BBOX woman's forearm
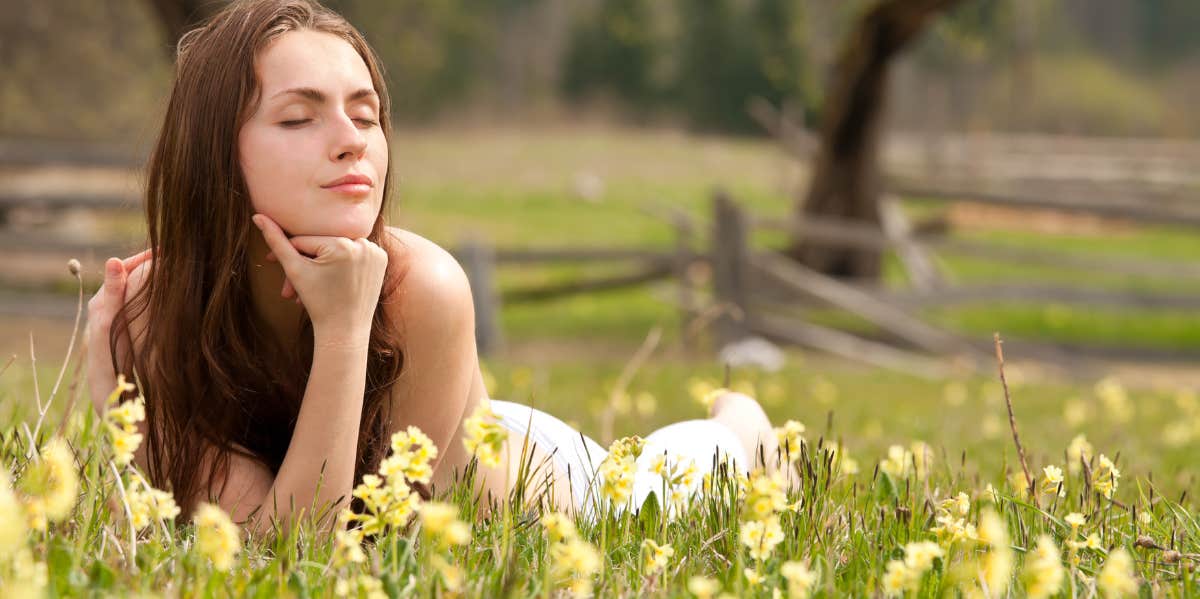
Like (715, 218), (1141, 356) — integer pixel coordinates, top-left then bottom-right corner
(243, 335), (367, 531)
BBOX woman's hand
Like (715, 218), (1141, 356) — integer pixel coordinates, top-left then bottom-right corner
(84, 250), (152, 411)
(253, 214), (388, 347)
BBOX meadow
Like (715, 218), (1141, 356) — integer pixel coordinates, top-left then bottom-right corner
(0, 125), (1200, 597)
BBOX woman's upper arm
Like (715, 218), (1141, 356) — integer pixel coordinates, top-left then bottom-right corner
(391, 244), (481, 463)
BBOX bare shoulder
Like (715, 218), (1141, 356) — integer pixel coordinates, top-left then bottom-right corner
(388, 227), (474, 327)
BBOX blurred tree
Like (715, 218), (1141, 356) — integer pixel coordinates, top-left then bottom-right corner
(562, 0), (665, 120)
(148, 0), (228, 52)
(325, 0), (497, 121)
(676, 0), (762, 132)
(787, 0), (960, 277)
(743, 0), (817, 122)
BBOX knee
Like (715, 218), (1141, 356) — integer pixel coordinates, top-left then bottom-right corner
(710, 391), (767, 419)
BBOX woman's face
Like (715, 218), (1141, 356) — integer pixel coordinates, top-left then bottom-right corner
(238, 31), (388, 239)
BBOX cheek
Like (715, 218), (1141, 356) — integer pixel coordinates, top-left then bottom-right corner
(238, 131), (302, 220)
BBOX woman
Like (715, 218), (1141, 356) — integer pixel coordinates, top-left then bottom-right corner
(88, 0), (774, 531)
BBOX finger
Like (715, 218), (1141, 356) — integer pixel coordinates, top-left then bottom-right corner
(251, 214), (301, 271)
(288, 235), (352, 258)
(121, 250), (154, 272)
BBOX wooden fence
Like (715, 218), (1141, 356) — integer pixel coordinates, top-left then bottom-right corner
(0, 136), (1200, 375)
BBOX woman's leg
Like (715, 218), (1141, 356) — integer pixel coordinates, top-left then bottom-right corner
(709, 391), (779, 472)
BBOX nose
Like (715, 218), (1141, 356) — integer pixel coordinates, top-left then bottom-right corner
(331, 116), (367, 161)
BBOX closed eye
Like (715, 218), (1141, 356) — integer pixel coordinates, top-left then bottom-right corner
(280, 119), (379, 127)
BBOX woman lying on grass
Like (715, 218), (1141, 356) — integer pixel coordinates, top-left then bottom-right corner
(79, 0), (775, 540)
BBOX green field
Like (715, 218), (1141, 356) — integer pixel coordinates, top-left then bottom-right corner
(0, 131), (1200, 597)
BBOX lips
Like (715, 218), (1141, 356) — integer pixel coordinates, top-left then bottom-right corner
(322, 174), (374, 188)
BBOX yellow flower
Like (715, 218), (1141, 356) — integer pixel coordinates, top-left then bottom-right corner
(775, 420), (805, 463)
(976, 508), (1013, 597)
(0, 547), (49, 599)
(642, 539), (674, 574)
(20, 437), (79, 531)
(744, 468), (787, 520)
(125, 481), (179, 531)
(379, 426), (438, 484)
(688, 576), (721, 599)
(418, 502), (470, 549)
(192, 502), (241, 571)
(740, 516), (784, 561)
(742, 568), (766, 588)
(1096, 547), (1138, 597)
(1008, 471), (1030, 499)
(338, 474), (421, 534)
(104, 375), (146, 466)
(779, 562), (817, 599)
(550, 539), (600, 597)
(1092, 454), (1121, 499)
(1063, 511), (1087, 532)
(0, 466), (28, 563)
(334, 574), (388, 599)
(1040, 466), (1067, 497)
(462, 403), (509, 468)
(599, 436), (646, 504)
(1025, 534), (1066, 599)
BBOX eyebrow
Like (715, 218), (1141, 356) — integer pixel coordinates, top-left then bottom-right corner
(271, 88), (379, 104)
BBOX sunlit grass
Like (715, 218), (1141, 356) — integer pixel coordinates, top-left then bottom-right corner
(0, 345), (1200, 597)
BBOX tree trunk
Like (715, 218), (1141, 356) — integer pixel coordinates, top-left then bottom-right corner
(149, 0), (226, 52)
(787, 0), (959, 277)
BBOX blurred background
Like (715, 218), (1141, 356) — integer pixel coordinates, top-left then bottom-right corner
(0, 0), (1200, 487)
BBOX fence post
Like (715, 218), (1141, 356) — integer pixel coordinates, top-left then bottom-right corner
(709, 190), (750, 351)
(671, 214), (696, 353)
(460, 240), (503, 355)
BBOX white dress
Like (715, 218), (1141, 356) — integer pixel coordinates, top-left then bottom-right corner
(491, 400), (749, 517)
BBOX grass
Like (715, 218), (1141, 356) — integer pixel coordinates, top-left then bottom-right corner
(0, 348), (1200, 597)
(7, 125), (1200, 597)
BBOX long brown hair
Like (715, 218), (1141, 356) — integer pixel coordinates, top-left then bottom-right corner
(109, 0), (403, 514)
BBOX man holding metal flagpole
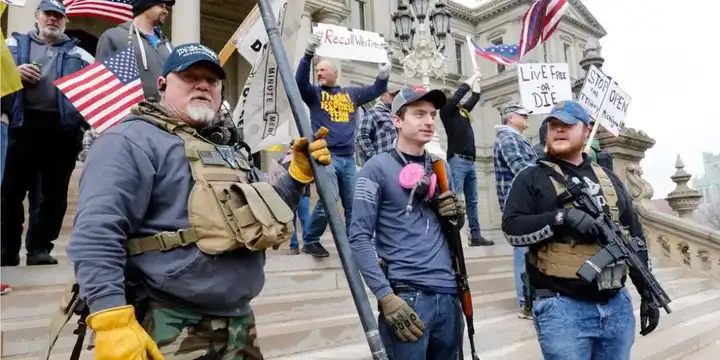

▶ **Given problem**: How many lines of the entries above contain the word "grass"? State only the number.

▶ **Output for this task**: 3